INPUT DATA |
☆ ☆ ☆ ☆ ☆ ☆ ☆

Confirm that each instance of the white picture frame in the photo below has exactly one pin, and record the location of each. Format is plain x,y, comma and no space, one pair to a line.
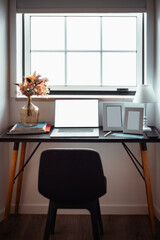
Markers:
133,120
112,116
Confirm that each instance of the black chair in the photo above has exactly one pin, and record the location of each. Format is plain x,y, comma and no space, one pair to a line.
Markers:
72,179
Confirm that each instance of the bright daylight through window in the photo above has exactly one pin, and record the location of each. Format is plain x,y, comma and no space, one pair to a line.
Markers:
94,52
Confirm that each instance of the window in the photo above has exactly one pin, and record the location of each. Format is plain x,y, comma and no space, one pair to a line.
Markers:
83,52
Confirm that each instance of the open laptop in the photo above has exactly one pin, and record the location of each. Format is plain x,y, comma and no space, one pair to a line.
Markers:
76,118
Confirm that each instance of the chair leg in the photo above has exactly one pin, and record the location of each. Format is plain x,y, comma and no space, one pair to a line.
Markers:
99,217
53,221
51,210
94,217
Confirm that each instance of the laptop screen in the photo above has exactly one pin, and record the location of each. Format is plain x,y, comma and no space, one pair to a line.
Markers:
76,113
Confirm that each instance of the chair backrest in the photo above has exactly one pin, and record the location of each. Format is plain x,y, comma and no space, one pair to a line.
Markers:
71,175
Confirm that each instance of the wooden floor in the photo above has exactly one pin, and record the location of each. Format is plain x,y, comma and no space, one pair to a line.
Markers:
78,227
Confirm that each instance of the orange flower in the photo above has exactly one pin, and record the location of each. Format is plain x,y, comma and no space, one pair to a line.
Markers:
33,85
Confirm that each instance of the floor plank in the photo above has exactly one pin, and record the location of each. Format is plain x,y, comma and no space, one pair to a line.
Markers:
78,227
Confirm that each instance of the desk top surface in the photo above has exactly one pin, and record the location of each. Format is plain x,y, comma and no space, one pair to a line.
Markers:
46,138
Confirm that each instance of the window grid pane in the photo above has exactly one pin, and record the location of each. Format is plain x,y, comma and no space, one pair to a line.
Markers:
75,70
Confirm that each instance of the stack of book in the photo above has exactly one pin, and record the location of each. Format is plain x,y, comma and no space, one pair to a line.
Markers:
19,128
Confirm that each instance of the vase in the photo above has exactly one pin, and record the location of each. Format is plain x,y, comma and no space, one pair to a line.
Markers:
29,113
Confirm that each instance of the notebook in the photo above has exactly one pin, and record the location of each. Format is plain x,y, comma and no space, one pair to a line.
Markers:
76,118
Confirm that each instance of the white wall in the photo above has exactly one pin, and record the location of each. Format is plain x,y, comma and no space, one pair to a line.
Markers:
157,89
4,70
126,189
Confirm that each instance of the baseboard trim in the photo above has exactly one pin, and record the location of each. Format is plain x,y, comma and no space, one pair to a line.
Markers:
105,209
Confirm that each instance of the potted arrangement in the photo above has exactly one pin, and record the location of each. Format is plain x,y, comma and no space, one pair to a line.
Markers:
32,85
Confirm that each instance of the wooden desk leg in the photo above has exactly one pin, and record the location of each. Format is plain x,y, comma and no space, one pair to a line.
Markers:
10,183
20,177
145,164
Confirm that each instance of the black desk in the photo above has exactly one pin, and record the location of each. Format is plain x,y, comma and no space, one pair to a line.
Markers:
143,168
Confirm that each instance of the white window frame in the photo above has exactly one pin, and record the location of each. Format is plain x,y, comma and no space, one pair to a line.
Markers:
139,54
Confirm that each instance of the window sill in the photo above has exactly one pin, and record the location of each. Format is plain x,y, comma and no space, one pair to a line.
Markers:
99,97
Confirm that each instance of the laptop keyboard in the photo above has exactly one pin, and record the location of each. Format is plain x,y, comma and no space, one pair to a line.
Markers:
72,130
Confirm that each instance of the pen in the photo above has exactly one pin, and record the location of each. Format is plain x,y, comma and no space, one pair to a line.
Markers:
105,135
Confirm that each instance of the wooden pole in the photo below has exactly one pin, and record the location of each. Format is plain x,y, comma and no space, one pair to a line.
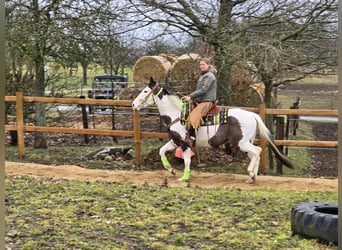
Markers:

☆ ☆ ☆ ☆ ☆ ☆ ☆

WHAT YOU HAVE TO DO | Reproduce nothing but the lines that run from the line containing "Confirm that each instance of the baseboard" through the last line of the records, inclusive. Omit the pictures.

THE RESULT |
Confirm that each instance of the baseboard trim in the photo above has exactly one pin, and record the location of each. Format is plain x,y, comma and no space, one pair to a line.
Markers:
105,209
Confirm that each instance of the potted arrangement in the photo above has exactly one pin, and record the location of each. Format is plain x,y, comma and no space, one pair to a line.
Markers:
32,85
Confirm that each instance of the wooden desk leg in the photo above has exactly one pin, and record the location of each. Format is plain x,y, comma and no space, one pair to a line.
Markers:
10,183
20,177
145,164
Confirm that each instance of the black desk in the photo above has exactly one pin, and record the location of each. Format is plain x,y, comma and no space, one pair to a line.
Markers:
143,168
Confirm that each instance of the white window frame in the photo above has exactly one pin, and record the location of each. Format is plain x,y, comma and no space, one pair to a line.
Markers:
139,54
Confirm that each instance of the window sill in the photo above has exactly one pin, and record the location of each. Format is plain x,y, comma and no space, one pair to a line.
Markers:
99,97
Confirm that each instance of the laptop keyboard in the photo above has exactly one pin, and record the location of each. Format is plain x,y, comma and no space, one pair to a line.
Markers:
72,130
Confirm that each instance of the pen in the photo above has exactly one pin, and record the location of each. Format is plain x,y, comma and no space, one pair to a line.
Markers:
105,135
Confirm that each instance of the wooden pole in the photo below has exactly one pin, and record the location of each. Format is plain x,y, comma and no space, one pair to a line.
Markers:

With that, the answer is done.